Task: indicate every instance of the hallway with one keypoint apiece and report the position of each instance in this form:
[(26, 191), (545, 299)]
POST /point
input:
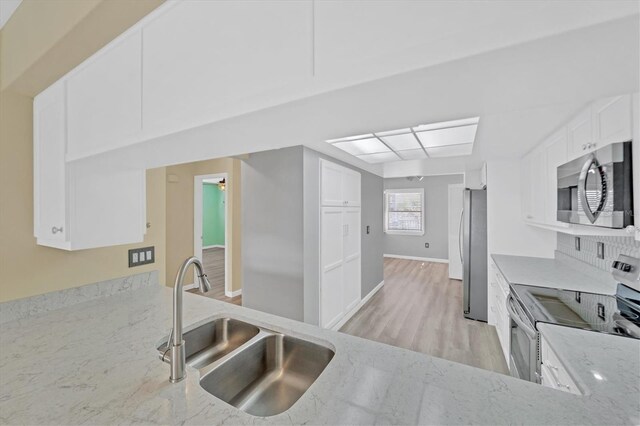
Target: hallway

++++++

Problem details
Return all of the records above exactly as written. Omit each picture.

The completed task
Task: indicate every instance of the hallway with one keypoint apiece and report the position of each instance in this form:
[(26, 191), (545, 299)]
POST /point
input:
Target: hallway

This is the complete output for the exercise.